> Recorded information:
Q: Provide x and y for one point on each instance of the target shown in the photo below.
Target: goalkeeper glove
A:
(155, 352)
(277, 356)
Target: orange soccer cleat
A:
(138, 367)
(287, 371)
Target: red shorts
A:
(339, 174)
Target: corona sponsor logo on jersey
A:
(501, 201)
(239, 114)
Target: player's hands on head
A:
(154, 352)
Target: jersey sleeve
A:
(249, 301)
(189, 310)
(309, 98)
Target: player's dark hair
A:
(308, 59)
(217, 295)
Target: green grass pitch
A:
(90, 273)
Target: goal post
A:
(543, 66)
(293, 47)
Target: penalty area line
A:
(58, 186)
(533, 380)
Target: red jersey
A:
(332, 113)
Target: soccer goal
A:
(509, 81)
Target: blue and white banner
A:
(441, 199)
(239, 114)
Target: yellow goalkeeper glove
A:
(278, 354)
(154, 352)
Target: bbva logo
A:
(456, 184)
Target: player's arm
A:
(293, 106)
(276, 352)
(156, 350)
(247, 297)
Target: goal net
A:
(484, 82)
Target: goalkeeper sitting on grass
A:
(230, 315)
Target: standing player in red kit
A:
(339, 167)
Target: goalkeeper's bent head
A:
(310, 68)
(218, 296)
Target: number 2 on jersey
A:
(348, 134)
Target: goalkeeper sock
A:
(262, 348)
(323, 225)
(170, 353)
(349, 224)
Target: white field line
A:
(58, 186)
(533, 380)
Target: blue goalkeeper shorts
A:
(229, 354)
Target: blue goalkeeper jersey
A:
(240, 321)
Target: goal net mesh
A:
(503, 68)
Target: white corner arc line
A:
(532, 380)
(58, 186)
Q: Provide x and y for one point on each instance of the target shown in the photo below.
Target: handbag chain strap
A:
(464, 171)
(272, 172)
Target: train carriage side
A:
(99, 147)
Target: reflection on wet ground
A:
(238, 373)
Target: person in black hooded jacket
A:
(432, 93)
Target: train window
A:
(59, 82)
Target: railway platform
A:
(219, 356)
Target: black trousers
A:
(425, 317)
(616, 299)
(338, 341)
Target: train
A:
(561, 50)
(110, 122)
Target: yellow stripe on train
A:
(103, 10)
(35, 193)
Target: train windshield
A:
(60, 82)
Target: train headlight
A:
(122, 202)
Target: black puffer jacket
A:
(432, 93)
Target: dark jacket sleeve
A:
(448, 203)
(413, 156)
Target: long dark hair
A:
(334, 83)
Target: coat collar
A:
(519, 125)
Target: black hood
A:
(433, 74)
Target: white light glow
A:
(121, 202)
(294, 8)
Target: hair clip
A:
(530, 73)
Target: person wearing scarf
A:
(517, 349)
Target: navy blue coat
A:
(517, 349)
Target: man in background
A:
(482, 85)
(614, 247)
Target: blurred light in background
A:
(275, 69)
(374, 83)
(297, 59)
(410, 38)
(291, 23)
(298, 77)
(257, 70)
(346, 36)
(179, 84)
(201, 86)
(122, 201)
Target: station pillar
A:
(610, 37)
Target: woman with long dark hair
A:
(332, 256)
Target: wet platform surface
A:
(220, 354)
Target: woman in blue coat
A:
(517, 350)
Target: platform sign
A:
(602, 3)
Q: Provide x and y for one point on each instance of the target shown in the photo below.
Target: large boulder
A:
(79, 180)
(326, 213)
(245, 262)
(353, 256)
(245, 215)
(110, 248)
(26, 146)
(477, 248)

> Given request: Reproduce all of the lines above, replacing every "instance" with "occurrence" and changing nothing else.

> Solution to this task:
Q: Provide x and y for one point on each occurrence of the target shown in the photo below.
Target: goalkeeper glove
A:
(155, 352)
(277, 356)
Target: orange soccer cleat
A:
(138, 367)
(287, 371)
Target: red shorts
A:
(339, 174)
Target: corona sponsor logo on jersey
A:
(501, 201)
(239, 114)
Target: player's hands on head
A:
(154, 352)
Target: jersey sleeve
A:
(249, 301)
(189, 310)
(309, 98)
Target: player's dark hair
A:
(308, 59)
(217, 295)
Target: green grass pitch
A:
(90, 273)
Target: goal post
A:
(543, 66)
(293, 47)
Target: penalty area line
A:
(58, 186)
(533, 380)
Target: red jersey
A:
(332, 113)
Target: soccer goal
A:
(509, 81)
Target: blue and white banner
A:
(441, 199)
(239, 114)
Target: yellow goalkeeper glove
A:
(278, 354)
(154, 352)
Target: bbva logo
A:
(456, 184)
Target: player's arm
A:
(293, 106)
(276, 352)
(156, 350)
(247, 297)
Target: goal net
A:
(484, 82)
Target: goalkeeper sitting on grass
A:
(230, 315)
Target: standing player in red kit
A:
(339, 167)
Target: goalkeeper's bent head
A:
(310, 68)
(218, 296)
Target: number 2 on jersey
A:
(348, 134)
Target: goalkeeper sock
A:
(262, 348)
(323, 225)
(170, 353)
(349, 224)
Target: white field line
A:
(58, 186)
(533, 380)
Target: blue goalkeeper shorts
A:
(229, 354)
Target: blue goalkeeper jersey
A:
(240, 321)
Target: goal net mesh
A:
(503, 68)
Target: white corner arc line
A:
(532, 380)
(58, 186)
Q: Provide x and y for one point on each occurrence of the target shown in the photo below.
Target: handbag chain strap
A:
(464, 171)
(272, 172)
Target: train carriage side
A:
(99, 147)
Target: reflection on wet ground
A:
(238, 373)
Target: person in black hooded jacket
A:
(432, 93)
Target: train window
A:
(59, 82)
Target: railway platform
A:
(219, 356)
Target: black trousers
A:
(425, 317)
(616, 299)
(338, 341)
Target: train
A:
(561, 50)
(110, 122)
Target: yellow stripe on train
A:
(103, 10)
(35, 193)
Target: train windshield
A:
(60, 82)
Target: train headlight
A:
(122, 202)
Target: black puffer jacket
A:
(432, 93)
Target: dark jacket sleeve
A:
(448, 203)
(413, 156)
Target: long dark hair
A:
(334, 83)
Target: coat collar
A:
(519, 125)
Target: black hood
A:
(433, 74)
Target: white light glow
A:
(121, 202)
(294, 8)
Target: hair clip
A:
(530, 73)
Target: person wearing scarf
A:
(517, 349)
Target: navy blue coat
A:
(517, 349)
Target: man in background
A:
(482, 85)
(614, 247)
Target: blurred light in background
A:
(275, 69)
(374, 83)
(297, 59)
(410, 38)
(291, 23)
(298, 77)
(257, 70)
(346, 36)
(179, 84)
(201, 86)
(122, 201)
Target: station pillar
A:
(610, 37)
Target: woman with long dark hair
A:
(332, 256)
Target: wet platform surface
A:
(220, 354)
Target: woman in blue coat
A:
(517, 350)
Target: platform sign
A:
(602, 3)
Q: Provide x and y for one point on each occurrence of the target shown in the photo below.
Target: large boulder
A:
(79, 180)
(326, 213)
(245, 262)
(353, 256)
(245, 215)
(110, 248)
(26, 146)
(477, 248)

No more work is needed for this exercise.